--- MATERIAL SHOWN ---

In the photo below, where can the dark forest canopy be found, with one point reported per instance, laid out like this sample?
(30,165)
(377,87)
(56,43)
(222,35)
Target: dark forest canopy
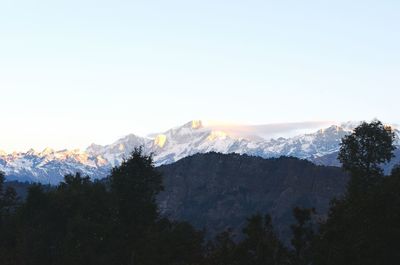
(118,221)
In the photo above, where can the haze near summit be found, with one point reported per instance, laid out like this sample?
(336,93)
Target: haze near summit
(77,72)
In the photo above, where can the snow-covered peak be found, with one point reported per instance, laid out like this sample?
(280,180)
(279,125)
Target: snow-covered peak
(49,166)
(47,151)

---

*REQUIRED WORK*: Reproduce every one of the lines above word for word, omitting the pictures.

*RESPONSE TO THE TASK*:
In the photo below, where can the dark forest canopy be found, with one point reported per instance, laid out like this sample?
(30,165)
(377,87)
(56,43)
(222,35)
Target: dark forest canopy
(118,221)
In the photo above, where can the haze near summit be found, with one point reported per instance, laid out like this sample?
(336,93)
Target: haze near summit
(77,72)
In the photo above, where can the snow-covered peak be found, with one point reported per instance, laid out like this sample?
(280,180)
(279,125)
Target: snow-covered peak
(49,166)
(47,151)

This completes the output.